**Directions**: The lines below starting at the line containing "Target: sled" and ending at the line containing "Target: street lamp post" are to be repeated exactly, with both ends kept and nothing else added.

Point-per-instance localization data
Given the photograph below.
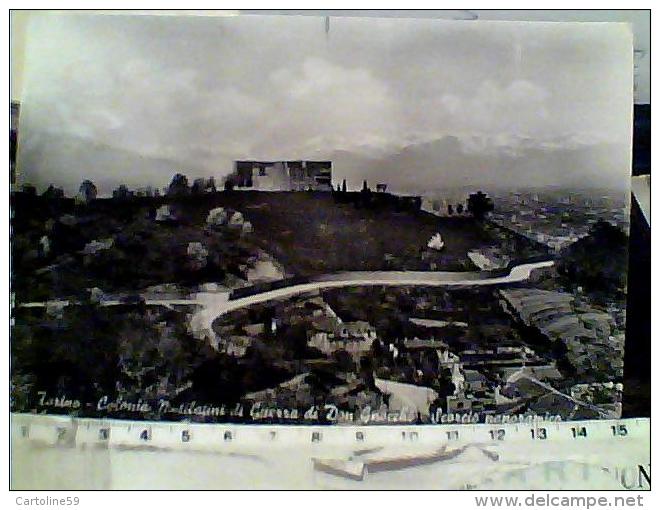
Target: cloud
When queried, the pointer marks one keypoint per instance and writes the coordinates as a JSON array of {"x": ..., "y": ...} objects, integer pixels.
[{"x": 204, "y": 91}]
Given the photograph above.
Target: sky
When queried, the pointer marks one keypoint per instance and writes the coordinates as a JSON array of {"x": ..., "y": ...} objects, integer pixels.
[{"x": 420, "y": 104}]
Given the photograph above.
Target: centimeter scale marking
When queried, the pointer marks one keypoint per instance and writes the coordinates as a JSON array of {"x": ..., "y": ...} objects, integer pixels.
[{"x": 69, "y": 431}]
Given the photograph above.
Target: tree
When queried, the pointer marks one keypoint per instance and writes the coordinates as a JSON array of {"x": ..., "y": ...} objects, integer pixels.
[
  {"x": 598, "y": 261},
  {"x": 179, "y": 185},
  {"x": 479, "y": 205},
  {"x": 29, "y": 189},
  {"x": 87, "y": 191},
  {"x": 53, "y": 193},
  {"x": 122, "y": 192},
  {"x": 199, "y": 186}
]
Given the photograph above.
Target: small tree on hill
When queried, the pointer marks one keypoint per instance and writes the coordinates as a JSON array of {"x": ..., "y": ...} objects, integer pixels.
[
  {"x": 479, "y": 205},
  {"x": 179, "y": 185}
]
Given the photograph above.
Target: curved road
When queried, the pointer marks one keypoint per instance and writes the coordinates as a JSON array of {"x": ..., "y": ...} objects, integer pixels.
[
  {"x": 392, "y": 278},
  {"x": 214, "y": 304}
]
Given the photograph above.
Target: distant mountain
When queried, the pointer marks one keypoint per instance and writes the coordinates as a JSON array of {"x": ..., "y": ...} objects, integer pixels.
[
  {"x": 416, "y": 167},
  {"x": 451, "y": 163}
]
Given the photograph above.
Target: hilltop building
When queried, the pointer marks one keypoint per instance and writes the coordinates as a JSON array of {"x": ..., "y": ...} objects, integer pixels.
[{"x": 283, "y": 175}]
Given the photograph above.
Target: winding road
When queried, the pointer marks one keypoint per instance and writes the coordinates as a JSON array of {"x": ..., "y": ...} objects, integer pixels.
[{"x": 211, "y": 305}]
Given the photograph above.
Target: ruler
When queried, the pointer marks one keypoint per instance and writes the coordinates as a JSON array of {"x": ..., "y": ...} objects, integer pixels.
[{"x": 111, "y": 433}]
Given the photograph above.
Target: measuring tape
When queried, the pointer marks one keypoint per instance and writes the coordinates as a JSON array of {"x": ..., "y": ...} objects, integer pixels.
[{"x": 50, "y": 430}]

--

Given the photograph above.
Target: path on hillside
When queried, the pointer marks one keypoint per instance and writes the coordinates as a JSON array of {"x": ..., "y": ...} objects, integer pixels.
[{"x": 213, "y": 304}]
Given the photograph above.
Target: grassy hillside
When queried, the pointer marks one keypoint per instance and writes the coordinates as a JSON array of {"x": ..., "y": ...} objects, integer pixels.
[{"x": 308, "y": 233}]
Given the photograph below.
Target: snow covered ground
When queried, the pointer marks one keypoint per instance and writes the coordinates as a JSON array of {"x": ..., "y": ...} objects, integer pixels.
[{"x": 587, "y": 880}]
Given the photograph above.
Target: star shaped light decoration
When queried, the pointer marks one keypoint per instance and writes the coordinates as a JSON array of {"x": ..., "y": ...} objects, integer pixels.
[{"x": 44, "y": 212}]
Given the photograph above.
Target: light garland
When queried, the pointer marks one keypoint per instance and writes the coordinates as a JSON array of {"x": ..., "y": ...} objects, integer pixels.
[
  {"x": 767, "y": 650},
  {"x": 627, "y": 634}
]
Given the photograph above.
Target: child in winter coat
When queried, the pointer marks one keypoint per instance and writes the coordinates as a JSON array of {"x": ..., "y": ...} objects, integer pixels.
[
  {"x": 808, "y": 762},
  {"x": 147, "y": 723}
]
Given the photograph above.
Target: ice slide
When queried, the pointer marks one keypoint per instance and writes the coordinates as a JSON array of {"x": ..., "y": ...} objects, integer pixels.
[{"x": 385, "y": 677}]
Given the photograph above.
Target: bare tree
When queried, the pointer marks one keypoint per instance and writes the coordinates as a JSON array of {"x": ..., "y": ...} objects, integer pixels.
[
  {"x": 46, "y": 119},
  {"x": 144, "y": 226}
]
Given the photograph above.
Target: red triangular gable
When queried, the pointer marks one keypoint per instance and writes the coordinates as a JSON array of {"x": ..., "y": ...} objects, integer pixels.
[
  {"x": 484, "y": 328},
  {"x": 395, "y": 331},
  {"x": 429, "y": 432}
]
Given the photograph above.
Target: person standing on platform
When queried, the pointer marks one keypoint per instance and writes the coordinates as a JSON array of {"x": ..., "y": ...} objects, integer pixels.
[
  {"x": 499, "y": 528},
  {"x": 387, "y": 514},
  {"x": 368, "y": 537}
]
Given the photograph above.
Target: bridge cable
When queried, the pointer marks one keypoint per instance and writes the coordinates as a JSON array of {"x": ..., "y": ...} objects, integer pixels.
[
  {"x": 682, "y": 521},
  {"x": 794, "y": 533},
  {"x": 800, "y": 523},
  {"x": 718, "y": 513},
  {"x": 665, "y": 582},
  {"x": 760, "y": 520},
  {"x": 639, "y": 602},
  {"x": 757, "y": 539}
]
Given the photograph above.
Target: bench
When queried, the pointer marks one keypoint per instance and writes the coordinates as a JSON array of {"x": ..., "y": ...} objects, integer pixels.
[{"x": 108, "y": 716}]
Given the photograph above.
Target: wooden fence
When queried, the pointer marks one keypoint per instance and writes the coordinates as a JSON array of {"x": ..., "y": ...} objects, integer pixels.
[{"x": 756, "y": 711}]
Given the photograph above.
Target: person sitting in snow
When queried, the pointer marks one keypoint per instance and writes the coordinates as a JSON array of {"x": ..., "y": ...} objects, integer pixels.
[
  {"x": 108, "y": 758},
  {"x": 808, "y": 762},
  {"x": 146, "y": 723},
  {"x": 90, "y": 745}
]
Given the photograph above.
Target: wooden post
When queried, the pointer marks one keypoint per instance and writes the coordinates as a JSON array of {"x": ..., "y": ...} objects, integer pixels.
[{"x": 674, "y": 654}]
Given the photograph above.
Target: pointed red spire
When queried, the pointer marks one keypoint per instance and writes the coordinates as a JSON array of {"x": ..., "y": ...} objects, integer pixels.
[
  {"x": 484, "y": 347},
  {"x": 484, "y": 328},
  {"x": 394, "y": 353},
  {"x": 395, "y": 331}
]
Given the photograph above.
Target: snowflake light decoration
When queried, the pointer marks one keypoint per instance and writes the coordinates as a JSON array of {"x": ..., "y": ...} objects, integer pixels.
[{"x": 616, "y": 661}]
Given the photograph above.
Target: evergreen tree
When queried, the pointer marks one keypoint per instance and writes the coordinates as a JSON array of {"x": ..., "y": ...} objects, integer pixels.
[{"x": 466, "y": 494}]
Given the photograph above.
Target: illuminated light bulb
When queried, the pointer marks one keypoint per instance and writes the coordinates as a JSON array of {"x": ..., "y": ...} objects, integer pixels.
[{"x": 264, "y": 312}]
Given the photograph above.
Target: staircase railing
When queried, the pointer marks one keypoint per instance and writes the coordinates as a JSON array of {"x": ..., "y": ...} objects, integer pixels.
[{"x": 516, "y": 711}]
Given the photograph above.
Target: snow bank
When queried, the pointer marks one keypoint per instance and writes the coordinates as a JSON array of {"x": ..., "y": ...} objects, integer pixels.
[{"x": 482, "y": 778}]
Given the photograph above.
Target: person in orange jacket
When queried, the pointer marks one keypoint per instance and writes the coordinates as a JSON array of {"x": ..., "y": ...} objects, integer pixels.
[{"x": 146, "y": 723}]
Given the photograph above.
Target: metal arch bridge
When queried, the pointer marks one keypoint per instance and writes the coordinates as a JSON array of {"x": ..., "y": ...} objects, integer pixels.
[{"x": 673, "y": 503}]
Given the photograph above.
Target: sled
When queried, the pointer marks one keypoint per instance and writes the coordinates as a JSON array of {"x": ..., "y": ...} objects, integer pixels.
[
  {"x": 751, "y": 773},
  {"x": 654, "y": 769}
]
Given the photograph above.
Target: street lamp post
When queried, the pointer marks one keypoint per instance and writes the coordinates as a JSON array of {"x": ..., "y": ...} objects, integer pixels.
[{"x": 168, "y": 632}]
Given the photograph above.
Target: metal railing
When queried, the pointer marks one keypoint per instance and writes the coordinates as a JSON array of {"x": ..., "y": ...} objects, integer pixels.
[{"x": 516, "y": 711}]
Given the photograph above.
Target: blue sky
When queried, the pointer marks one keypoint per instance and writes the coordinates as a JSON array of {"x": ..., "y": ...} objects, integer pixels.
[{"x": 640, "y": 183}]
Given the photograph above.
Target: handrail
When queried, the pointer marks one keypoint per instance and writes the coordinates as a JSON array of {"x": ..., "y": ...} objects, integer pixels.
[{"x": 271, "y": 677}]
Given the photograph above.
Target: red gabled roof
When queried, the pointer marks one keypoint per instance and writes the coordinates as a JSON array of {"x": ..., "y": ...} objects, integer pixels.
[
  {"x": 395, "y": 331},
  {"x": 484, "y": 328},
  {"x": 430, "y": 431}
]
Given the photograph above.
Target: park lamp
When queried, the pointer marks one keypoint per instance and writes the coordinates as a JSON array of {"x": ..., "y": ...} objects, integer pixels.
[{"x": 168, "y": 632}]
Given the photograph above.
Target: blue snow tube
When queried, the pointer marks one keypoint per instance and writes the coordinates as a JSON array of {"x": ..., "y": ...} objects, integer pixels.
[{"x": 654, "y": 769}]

**Task output**:
Target: sled
When queried, the pointer marks one keypoint per instance and writes the coordinates as a JSON array of {"x": ..., "y": ...} objects, integer pixels.
[
  {"x": 751, "y": 773},
  {"x": 654, "y": 769}
]
Given the photograph above.
Target: street lamp post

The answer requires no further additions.